EXERCISE DESCRIPTION >> Set down each line of the material that follows, exactly, with no pictures.
== SUPPLIED DATA ==
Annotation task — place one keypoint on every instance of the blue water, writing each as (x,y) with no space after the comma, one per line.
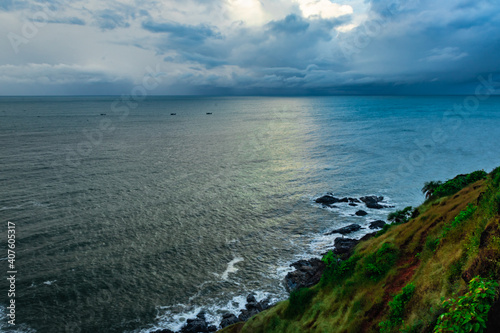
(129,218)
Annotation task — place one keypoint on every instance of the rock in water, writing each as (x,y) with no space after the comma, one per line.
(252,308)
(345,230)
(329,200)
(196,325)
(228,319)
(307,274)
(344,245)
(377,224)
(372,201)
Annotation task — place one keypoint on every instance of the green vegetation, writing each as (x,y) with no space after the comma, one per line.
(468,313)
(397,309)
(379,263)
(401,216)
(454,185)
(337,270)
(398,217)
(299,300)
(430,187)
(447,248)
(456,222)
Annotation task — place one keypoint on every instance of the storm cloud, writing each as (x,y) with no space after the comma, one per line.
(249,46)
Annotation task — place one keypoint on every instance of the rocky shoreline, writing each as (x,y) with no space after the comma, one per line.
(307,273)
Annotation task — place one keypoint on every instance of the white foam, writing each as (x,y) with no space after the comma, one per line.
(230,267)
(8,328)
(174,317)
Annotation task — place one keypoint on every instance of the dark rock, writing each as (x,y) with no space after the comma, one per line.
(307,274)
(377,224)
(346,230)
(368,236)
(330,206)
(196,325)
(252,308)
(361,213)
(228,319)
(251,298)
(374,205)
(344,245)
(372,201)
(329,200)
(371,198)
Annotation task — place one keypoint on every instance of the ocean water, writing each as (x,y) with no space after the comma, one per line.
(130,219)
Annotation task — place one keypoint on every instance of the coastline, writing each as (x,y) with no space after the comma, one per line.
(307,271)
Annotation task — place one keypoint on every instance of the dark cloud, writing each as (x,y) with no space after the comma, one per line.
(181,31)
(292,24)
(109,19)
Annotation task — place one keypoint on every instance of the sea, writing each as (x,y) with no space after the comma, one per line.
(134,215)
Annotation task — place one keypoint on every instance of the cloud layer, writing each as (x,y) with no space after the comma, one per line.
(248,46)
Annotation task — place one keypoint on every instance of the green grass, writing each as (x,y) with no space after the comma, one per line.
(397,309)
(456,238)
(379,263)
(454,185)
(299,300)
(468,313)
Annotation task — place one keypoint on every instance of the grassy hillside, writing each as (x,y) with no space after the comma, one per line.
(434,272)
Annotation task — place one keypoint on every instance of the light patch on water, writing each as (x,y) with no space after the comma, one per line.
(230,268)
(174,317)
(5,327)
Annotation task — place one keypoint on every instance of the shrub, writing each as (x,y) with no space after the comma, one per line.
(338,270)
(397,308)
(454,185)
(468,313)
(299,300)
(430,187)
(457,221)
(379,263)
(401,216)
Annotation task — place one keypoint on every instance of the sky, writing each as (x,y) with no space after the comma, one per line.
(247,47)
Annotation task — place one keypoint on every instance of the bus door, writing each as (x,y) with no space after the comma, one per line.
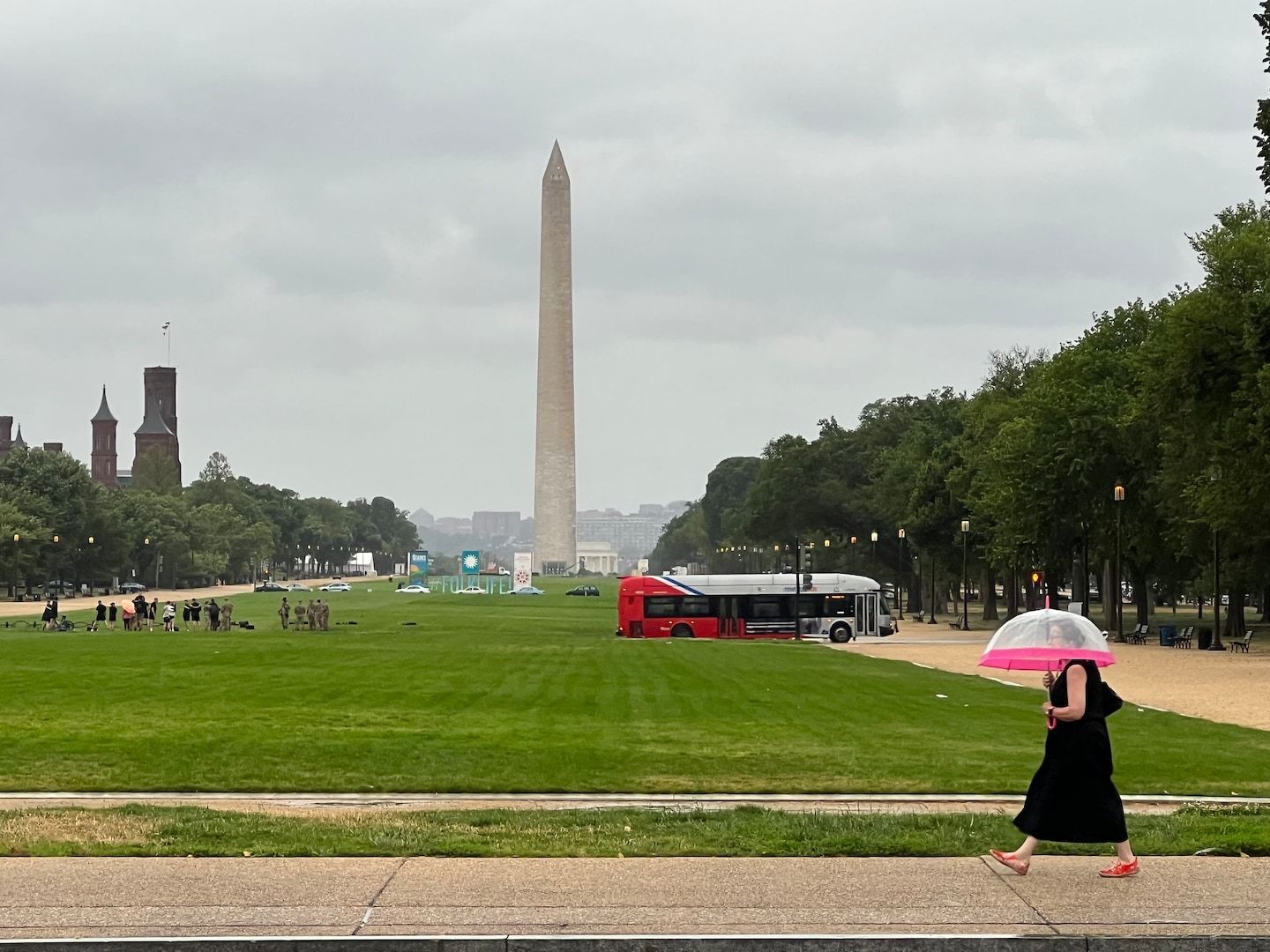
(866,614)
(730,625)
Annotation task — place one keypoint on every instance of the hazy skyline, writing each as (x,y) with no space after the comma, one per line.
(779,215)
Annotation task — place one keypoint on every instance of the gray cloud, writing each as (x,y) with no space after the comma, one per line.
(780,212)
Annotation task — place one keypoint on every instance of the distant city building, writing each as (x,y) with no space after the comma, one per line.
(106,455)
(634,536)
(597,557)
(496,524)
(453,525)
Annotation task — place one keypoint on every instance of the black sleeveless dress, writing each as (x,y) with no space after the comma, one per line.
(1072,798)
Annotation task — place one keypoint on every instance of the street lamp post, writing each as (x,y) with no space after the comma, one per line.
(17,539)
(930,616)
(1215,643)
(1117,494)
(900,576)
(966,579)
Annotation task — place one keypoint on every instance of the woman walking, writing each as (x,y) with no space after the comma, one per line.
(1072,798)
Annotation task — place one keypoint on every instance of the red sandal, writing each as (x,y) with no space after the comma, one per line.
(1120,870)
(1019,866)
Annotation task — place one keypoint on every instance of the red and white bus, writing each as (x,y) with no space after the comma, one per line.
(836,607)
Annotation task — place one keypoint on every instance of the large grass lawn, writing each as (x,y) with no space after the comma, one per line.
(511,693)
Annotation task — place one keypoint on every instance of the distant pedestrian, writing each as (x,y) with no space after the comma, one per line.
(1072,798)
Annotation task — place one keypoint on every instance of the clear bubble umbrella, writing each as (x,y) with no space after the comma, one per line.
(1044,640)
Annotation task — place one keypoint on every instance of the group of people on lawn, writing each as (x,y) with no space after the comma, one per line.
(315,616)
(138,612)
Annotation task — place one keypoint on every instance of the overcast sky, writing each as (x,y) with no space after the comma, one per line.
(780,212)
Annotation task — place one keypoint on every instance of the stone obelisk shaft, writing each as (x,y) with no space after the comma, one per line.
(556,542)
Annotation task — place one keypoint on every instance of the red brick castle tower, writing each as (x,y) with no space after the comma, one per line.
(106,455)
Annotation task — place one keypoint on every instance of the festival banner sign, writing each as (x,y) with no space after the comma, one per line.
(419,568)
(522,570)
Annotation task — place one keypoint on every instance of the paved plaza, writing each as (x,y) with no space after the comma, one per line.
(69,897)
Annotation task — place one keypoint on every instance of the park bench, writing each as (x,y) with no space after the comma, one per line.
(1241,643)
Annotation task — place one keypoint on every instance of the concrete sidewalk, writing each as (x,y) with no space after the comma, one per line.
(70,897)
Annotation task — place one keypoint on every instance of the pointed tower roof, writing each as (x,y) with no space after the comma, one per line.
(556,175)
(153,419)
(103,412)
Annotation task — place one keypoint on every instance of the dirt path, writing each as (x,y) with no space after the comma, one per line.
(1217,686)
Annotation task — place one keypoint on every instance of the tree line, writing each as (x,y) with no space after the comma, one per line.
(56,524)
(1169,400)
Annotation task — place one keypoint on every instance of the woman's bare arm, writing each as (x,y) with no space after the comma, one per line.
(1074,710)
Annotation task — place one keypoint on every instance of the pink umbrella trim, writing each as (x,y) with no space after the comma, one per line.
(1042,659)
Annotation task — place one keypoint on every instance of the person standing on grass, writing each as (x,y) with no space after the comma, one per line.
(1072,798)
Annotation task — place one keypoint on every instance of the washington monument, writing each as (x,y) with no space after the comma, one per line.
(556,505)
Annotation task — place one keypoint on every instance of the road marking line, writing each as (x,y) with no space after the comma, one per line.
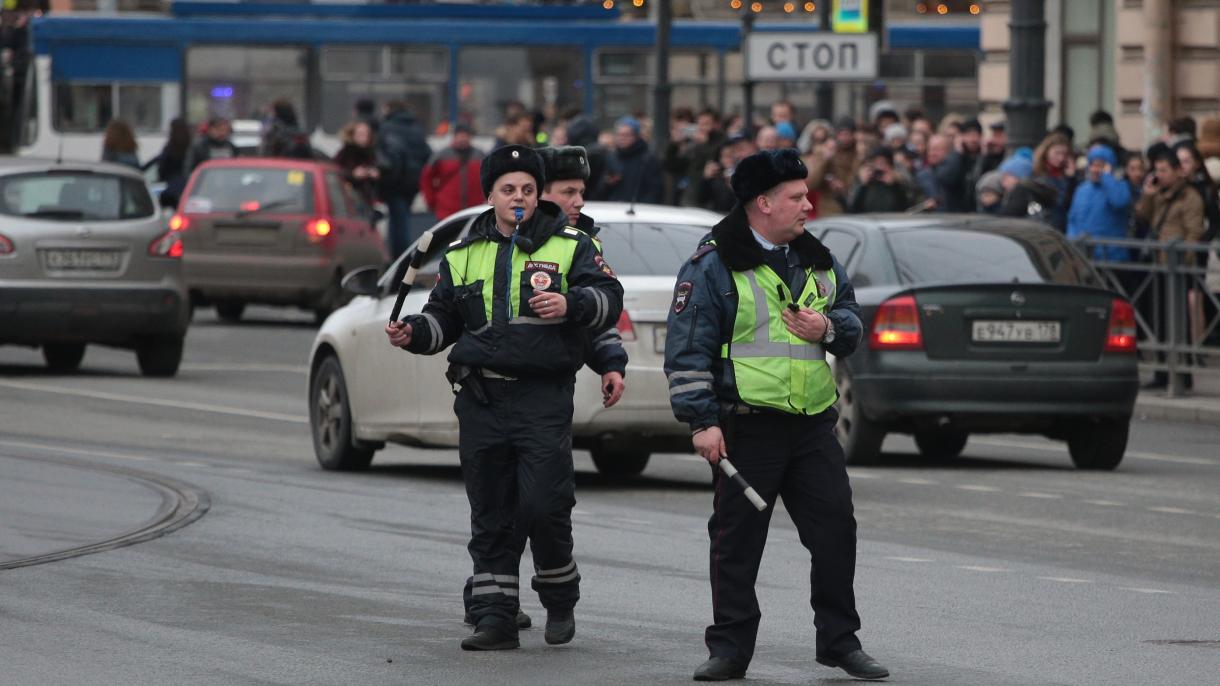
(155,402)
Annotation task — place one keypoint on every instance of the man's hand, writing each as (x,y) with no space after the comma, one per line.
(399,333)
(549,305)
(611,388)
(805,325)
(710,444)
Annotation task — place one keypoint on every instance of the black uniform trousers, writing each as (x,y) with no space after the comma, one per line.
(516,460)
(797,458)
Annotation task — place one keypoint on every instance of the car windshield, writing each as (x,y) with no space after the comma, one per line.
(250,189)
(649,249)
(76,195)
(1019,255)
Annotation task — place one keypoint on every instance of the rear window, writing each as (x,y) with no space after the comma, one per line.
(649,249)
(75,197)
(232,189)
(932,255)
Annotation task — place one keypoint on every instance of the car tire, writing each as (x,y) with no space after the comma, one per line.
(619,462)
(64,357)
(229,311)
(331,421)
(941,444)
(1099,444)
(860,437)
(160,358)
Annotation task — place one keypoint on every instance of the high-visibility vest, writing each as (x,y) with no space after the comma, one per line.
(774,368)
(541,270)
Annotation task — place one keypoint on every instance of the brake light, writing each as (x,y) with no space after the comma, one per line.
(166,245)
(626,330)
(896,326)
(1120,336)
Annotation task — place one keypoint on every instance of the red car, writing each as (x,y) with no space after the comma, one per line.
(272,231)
===
FULL OUTPUT >>
Annotation task — place one keypoint on every instance of the blue water, writing each as (x,y) with no space after the comma, one per line.
(129,218)
Annotation task — place one keypoint on every instance of the rock in water, writing each as (x,y) with no space after the comma, one per line.
(252,308)
(345,230)
(329,200)
(196,325)
(228,319)
(307,274)
(344,245)
(377,224)
(372,201)
Annotation task — place one keypoint on every instance of the green vegetation, writing each as (x,y) with no space after the comma, one per line.
(468,313)
(397,309)
(379,263)
(401,216)
(454,185)
(337,270)
(398,217)
(299,300)
(430,187)
(447,248)
(456,222)
Annotation task — place one keypoint on every instance of the storm cloud, writing each as (x,y) with no space after the comma, one per line.
(249,46)
Annotation task — place one keypoint on every instance of the rocky shoreline, writing each as (x,y) with no space after the comma, one per line.
(307,273)
Annotation task — place one keypoint on every instance of the white foam, writing each as (x,y) with no space after the comma, one per line.
(230,267)
(8,328)
(174,317)
Annotation task — place one keypoint on every instance of the dark rock, writing each as (x,y) with no space after the comma, one per line.
(307,274)
(377,224)
(346,230)
(368,236)
(330,206)
(196,325)
(252,308)
(361,213)
(228,319)
(251,298)
(374,205)
(344,245)
(372,201)
(329,200)
(371,198)
Annotation task — place one keypoint on every instance of the ocean water, writing each as (x,y) with no space after the comma, one per line.
(130,219)
Annotation task — place one keypoint on every instance of the coastline, writing each as (x,y) with no space after the comma, one per line.
(307,271)
Annotation task — place one keypoint on every instance of the dark cloud, writing each as (x,y) with no space after the comma, one per line.
(181,31)
(292,24)
(109,19)
Annotation task — place one keypoint on every instance of the sea, writing each as (x,y) with no space after the comma, one per line.
(134,215)
Annotation task — place one keypoint on every instance of the cloud layer, writing each as (x,y) with no space after the comma, one per line.
(248,46)
Annotation task — place one keypoint on every instance of the green grass, writing each as (x,y) with no space after the comma, one per line.
(397,309)
(456,238)
(379,263)
(454,185)
(299,300)
(468,313)
Annotation task — place one keypoint on every instance of the grassy hillside, writing each as (x,y) with no space after the comma, one per line.
(434,272)
Annotation task — place one keypoint on every instance of the light patch on water, writing each as (x,y) with no space after the comma, one per line.
(230,268)
(174,317)
(5,327)
Annotation task — place one keypoint on every instance of the shrub, writing each as (x,y) with no space after the comma, one per line.
(338,270)
(397,308)
(454,185)
(468,313)
(299,300)
(430,187)
(457,221)
(379,263)
(401,216)
Annotation task — place one keypoint on every instance of the sky, writing each as (x,y) with no space after the comma, one per line.
(247,47)
Annotation task — place one keypoint on every instance of the bus door, writing each as (x,y) with no space after the comma, one per line.
(866,614)
(730,625)
Annotation task — place one keypoint on every instance of the hazy skyline, writing each as (x,y) with no space after the comma, one per line.
(779,215)
Annotation task — place one keypoint on every instance of the gray cloud, writing each as (x,y) with no space after the comma, one per line.
(780,212)
Annotation task — place one keypoint on every instance of the distant city building, writing each as (x,y) with no space after the comma, one per line.
(106,455)
(634,536)
(597,557)
(496,524)
(453,525)
Annotation task — place one keypoint on every instance of the black sleeveless dress, writing each as (x,y) with no space after the comma, one per line.
(1072,798)
Annotation task — place one keypoint on every instance of the street lamp post, writing each as (x,y) with no space after the comma, one per line.
(17,539)
(930,616)
(1215,643)
(1117,494)
(900,576)
(966,579)
Annotation task — place one keypoint on every instance of the woman walking, writing each as (x,y) with no space after the comma, one per line.
(1072,798)
Annotation task — place one keypoint on every instance of the red sandal, writing each as (x,y) with no space after the comma, one per line.
(1120,870)
(1019,866)
Annotation task — place one keypoint on every instance of the red and white bus, writing each as (x,y) with no space after the comma, one per line.
(836,607)
Annotation task — place one keypoint on every instance of the large grass lawn, writing each as (x,y) with no space after the comma, one per line.
(511,693)
Annotation task — place one keypoint on every instance of the distant pedestrian, writing each as (x,y) with no space after the comma, one per line.
(1072,798)
Annotation task — place one keypoint on every instance of the clear bubble umbrella, writing each as (x,y) with no space after the comma, one per line.
(1044,640)
Annotation task — place one keypoint on every instance of the group of people on lawn, writing each as (x,y) with no space after the comma, one per line.
(315,616)
(138,612)
Annotation task — place one keypoint on every instance of the overcast sky, writing each as (x,y) with no space after the comma, one per line.
(780,212)
Annotation task — place one keypoint on every instance of the stone obelisk shaft, writing each as (x,y) with no space after the comma, one per line.
(556,542)
Annotation task — place one keypoint on every instance of the red brick castle tower, writing each as (x,y) with no space after the comma, one per line.
(106,455)
Annotation task — place one keypoint on every instance of the festival banner sign, writing each as (x,y) with no space after the comma, one per line.
(419,568)
(522,570)
Annotation task — place one keypoint on every instance of the paved plaza, writing each as (x,y) with no space after the comma, one per line.
(69,897)
Annotation task — place one keypoint on every instance of the park bench, writing each as (x,y) with no space after the comma, one per line.
(1241,643)
Annotation task — place one keypoint on every instance of the concrete sidewalk, writing each as (x,y) with no space after the comma, one per line.
(70,897)
Annotation task — place one keypoint on every instance of the pointed tower roof, writing each as (x,y) with no space after the comma, one per line.
(556,175)
(153,419)
(103,412)
Annotation task — place one keypoint on every instance of the dirt path, writing each as (x,y) with no space after the comma, one per line.
(1217,686)
Annotation task — place one keypoint on every instance of the tree line, writing each as (x,y) with no space after the comma, one per line.
(56,524)
(1169,400)
Annotation task — place one keypoint on every instance of the woman's bare arm, writing each as (x,y) with no space after the comma, one per line.
(1074,710)
Annotation task — place one keypoint on every instance of the pink umbrella trim, writing each as (x,y) with no space after the comma, one per line.
(1042,659)
Annotation task — place one keypoint on every instance of the person standing on grass, writing each as (x,y) with no space after the comma, one per line.
(1072,798)
Annotation task — place one keypoint on every instance of the washington monument, writing each as (x,y) with no space after the comma, one per line.
(556,505)
Annotation task — place one keypoint on every instance of the road marking line, writing each as (x,y) with no space after the comma, one per line.
(155,402)
Annotation task — place one keypoint on every instance of the man's hand, writing each as (x,y) with no space after the comma, one per line.
(399,333)
(549,305)
(611,388)
(805,325)
(710,444)
Annotation task — place one keypoint on every instance of the black uniform trousers, writing each as (x,y) with no space after the comma, one per line.
(516,460)
(797,458)
Annotation task — place one keypoint on every instance of the car windshield, writing each as (x,y) with no space after the comma, one per line.
(250,189)
(649,249)
(76,195)
(1019,255)
Annotation task — place one keypoint on every instance of the rear window, writing each as (x,y) with no space after the comma, one per line.
(649,249)
(75,197)
(232,189)
(932,255)
Annotation task — place one keypoint on every instance of the car tire, writing each as (x,y) with no space after the comma, one per line.
(619,462)
(64,357)
(229,311)
(331,421)
(941,444)
(1099,444)
(860,437)
(160,358)
Annotation task — place one keypoint on every instance of the high-visibility vest, writing each as (x,y) with no space after the comma, one per line.
(774,368)
(541,270)
Annotation task — place one keypoint on every instance of the brake light, writing each as (x,y) with no space after the comma, one per line.
(166,245)
(626,330)
(896,326)
(1120,336)
Annotation task — place one keypoint on every instance of the red car, writing each as (x,y) with no space after the comma, one per line.
(272,231)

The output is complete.